→ Problem statement: Can you quote exactly the stretch of lines from the one with "the door handle" through the final line of the material, both ends included?

→ Task material:
· · ·

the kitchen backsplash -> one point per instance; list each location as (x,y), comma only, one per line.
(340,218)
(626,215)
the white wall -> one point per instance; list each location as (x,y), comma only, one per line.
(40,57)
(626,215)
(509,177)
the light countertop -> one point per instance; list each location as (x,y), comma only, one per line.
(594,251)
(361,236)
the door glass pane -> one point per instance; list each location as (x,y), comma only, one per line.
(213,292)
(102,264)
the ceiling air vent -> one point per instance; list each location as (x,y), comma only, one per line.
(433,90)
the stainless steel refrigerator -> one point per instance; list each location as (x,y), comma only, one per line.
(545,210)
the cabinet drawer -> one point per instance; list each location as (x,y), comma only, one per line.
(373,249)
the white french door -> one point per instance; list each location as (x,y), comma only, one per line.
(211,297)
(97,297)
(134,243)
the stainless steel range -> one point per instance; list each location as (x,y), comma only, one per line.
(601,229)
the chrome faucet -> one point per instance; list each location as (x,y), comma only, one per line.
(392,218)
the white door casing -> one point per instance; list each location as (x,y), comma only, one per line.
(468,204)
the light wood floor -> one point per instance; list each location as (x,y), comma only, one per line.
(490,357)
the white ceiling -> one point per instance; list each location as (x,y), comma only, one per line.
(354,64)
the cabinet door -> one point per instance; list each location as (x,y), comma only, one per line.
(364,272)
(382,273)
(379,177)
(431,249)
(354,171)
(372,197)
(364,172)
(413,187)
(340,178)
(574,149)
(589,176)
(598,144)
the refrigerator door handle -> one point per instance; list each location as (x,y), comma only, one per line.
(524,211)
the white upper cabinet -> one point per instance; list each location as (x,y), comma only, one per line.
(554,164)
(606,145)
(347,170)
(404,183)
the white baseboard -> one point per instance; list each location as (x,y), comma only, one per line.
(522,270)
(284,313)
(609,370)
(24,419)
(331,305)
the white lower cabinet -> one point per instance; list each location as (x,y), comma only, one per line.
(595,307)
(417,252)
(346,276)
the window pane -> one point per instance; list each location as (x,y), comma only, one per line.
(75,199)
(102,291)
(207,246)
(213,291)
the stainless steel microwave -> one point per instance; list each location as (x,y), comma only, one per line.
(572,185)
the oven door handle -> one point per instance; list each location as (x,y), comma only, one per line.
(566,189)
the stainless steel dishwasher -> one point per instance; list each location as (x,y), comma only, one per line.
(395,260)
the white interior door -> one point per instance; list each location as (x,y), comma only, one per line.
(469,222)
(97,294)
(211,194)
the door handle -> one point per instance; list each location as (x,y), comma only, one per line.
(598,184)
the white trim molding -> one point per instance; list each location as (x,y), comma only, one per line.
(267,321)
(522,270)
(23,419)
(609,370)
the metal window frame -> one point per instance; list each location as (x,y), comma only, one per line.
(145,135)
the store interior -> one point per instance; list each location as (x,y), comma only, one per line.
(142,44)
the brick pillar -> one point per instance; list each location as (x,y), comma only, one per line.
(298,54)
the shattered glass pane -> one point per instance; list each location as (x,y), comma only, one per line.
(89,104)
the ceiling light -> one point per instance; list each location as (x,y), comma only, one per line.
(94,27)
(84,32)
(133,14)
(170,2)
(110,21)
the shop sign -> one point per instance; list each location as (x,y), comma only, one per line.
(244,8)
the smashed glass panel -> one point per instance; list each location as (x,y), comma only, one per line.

· · ·

→ Exercise result:
the door handle -> one point per instance; list each location as (x,y), comma only, one per line.
(598,184)
the white trim molding -> one point per instance; list each location as (x,y), comma only, one per line.
(267,321)
(522,270)
(23,419)
(609,370)
the metal window frame -> one point per instance; list each location as (x,y), comma only, one per line.
(145,135)
the store interior -> one point per instance; list each location as (x,y), comma only, one per line.
(142,44)
the brick pillar -> one point per instance; list each location as (x,y), comma only, one per line.
(298,54)
the shattered glass pane -> one point per instance; list each location as (x,y), comma only, one per line.
(89,104)
the ceiling light -> one point per instance; list each location as (x,y), comma only, one per line.
(94,27)
(84,32)
(133,14)
(170,2)
(110,21)
the shop sign -> one point per instance; list each location as (x,y), comma only, one per line.
(244,8)
the smashed glass panel -> one point per instance; list each location as (x,y), comma only, one per line.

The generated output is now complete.